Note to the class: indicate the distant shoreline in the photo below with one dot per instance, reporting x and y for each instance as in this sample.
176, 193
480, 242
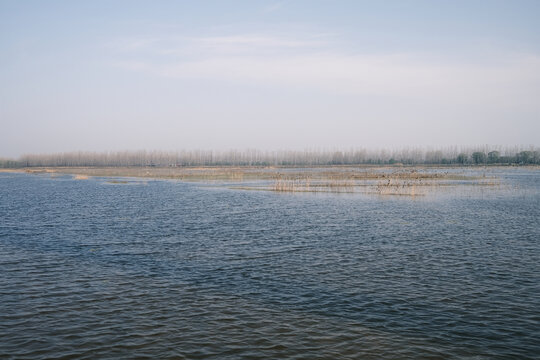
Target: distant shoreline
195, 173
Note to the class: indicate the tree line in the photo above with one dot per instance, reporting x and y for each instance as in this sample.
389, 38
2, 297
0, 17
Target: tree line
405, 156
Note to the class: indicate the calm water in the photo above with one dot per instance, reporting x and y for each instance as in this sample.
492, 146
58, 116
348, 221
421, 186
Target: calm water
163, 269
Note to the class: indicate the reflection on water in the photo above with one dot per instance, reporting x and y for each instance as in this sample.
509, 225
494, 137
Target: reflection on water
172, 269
--
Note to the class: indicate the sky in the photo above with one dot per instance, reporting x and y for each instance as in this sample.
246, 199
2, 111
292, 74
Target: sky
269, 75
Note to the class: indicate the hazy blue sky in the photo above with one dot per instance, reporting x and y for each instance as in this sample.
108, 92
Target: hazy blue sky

Aim: Please rescale the items between the line holding "Note to the class: indicate the sky" and the line holding "Target: hazy blue sky", inclusive. Write out only those lines, requests included, with each answer's point coordinates multiplied by 1.15 and rounded to whole numbers, halves going up. Leave the requests and their sample coordinates unchanged.

Correct output:
Note to the class: indicate the sky in the photo above with one dot per instance, reporting x and y for each instance as in this sample.
246, 199
2, 111
292, 74
Target: sky
309, 86
Note to the class: indicate the hazy blue sky in the photo above with one dot per instance, reporting x and y for each instance as in this sample.
108, 92
Target: hazy blue sky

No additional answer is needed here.